Extrait du texte
########
Voici donc une photo des coupables:
Le trio LESS THAN FOUR
De g. à dr.: Francis Stoessel (batterie) Tim Verdesca (basse) David Tixier (piano).
Là, comme ça, ils n’ont l’air de rien; mais ils sont redoutables.
Je me suis intéressé à eux parce que je connaissais le bassiste, Tim Verdesca, qui avait fait partie d’un groupe de rock avec mon batteur de fils. Et si celui-ci écoutait plutôt du métal, Tim, lui, venait du jazz. Lorsque le groupe de rock en question s’est séparé, et que mon fils s’est clairement «métallisé», j’ai eu envie de suivre Tim, dont j’appréciais le jeu (j’ai fait un peu de basse) histoire de me «jazzéfier» un peu.
La première fois que j’ai assisté à un concert de Less Than Four (LT4 pour les intimes), j’en suis ressorti avec deux certitudes. La première: ça n’était pas ma musique; la deuxième: purée quelle pêche! Comment que ça fait du bien tout partout! Leur batteur, Francis Stoessel, maîtrise son art de façon vertigineuse; souvent virtuose, mais toujours musicale. Et comme j’ai fait un peu batterie, je goûte, grave! Par ailleurs, j’adore le son du Rhodes, et David Tixier le touche magnifiquement. Et comme j’ai fait un peu de piano...
Suite à ce concert, j’ai essayé de m’intéresser aux musiciens dont le trio dit s’inspirer. Même conclusion: ce sont d’excellents musiciens, mais cette musique n’est pas ma tasse de thé.
Fin du premier acte; rideau; les toilettes sont au fond à droite.
Quelque temps plus tard, je suis retourné voir — et écouter — Less Than Four. À nouveau, j’ai été emporté par l’énergie, le groove, la pêche; même si, sur le fond, ça n’était toujours pas ma musiq... quoique! Certains thèmes, que je n’avais pourtant entendus qu’une fois quelques mois auparavant, me semblaient déjà familiers; j’avais du plaisir à les retrouver. Du coup, j’ai eu envie de creuser un peu la question.
Fin du deuxième acte; mais restez assis, c’coup-ci y a pas d’entracte!
########
Données extraites

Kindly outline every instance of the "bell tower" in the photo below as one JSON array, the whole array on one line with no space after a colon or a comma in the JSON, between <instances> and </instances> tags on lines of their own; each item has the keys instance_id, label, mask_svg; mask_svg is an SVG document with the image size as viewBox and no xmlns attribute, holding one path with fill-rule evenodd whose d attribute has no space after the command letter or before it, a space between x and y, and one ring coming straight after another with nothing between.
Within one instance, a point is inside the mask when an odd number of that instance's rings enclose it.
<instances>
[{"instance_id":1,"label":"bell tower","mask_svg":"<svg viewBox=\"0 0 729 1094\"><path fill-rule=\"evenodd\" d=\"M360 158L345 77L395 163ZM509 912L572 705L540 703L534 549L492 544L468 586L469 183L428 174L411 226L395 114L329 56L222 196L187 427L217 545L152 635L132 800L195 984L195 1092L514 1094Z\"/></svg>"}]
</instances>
########
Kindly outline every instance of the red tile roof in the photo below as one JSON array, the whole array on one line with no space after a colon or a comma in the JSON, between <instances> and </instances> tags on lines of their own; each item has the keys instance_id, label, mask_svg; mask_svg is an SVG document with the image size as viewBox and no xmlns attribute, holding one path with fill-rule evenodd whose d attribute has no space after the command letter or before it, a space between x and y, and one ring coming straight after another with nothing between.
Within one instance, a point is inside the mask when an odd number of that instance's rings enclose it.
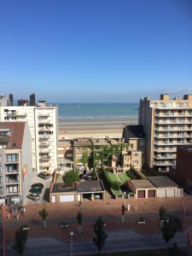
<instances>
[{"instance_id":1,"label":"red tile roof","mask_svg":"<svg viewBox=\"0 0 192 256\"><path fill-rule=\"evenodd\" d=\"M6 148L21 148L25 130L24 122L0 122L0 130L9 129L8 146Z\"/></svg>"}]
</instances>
########
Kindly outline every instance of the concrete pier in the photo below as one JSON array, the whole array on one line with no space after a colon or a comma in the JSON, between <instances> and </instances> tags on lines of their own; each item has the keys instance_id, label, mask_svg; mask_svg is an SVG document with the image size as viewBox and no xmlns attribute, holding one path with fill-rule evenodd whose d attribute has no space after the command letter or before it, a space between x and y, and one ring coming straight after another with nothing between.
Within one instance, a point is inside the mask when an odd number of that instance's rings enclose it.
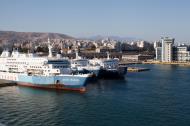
########
Exercices à faire
a - Dans le texte sur le trio Less Than Four, quels instruments le narrateur dit-il avoir un peu pratiqués ?
b - Rédigez la suite du texte sur le trio Less Than Four, à partir de la fin du deuxième acte.

Réponses aux exercices
a - La basse, la batterie et le piano.

b -
En effet, trois jours plus tard, le trio était «en résidence» à l’AMR, du lundi au jeudi. J’y suis allé le mercredi. De toute évidence, il se passait quelque chose en moi. À la fin du premier set, je me suis dit que... peut-être... en insistant... en tirant un peu sur mes œillères, ou plutôt mes «oreillères», pour les écarter (même si mes goûts musicaux étaient déjà passablement éclectiques), il se pourrait que je m’intéresse d’un peu plus près à cette musique qui me bousculait, mais qui — force m’était de le constater — me faisait tellement de bien.
À la fin du deuxième set, c’était clair: mes «oreillères» avaient éclaté en vol. J’étais converti. Le lendemain, je retournais à l’AMR pour leur dernier concert genevois de l’année.
Il faut dire que, généralement, je me couche entre 21h et 22h. J’ai une excuse: je me lève à 5h et j’ai besoin de sommeil. Le concert ayant commencé à 21h, la nuit avait été courte. En retournant les écouter le jeudi, je me mettais donc clairement en situation de manque de sommeil. Aussi, après quelques titres, je me suis dit comme ça qu’il serait raisonnable de rentrer me coucher à la fin du premier set si je voulais pouvoir travailler le vendredi. Et je voulais. Lorsque Tim a annoncé le dernier morceau dudit set, j’ai décidé de le savourer goulûment (le morceau), d’en profiter un max, puis de rentrer me coucher. À la fin du morceau je me suis levé, et, habité par une sorte d’évidence qui aurait coupé court à la moindre tentative de négociation, sans même avoir à en prendre la décision, je suis allé... me rechercher une bière et suis revenu m’asseoir pour le deuxième set, en trinquant à ma conscience professionnelle défaillante, arguant que zut, le travail c’est tous les jours alors que ce concert c’était le dernier, non mais!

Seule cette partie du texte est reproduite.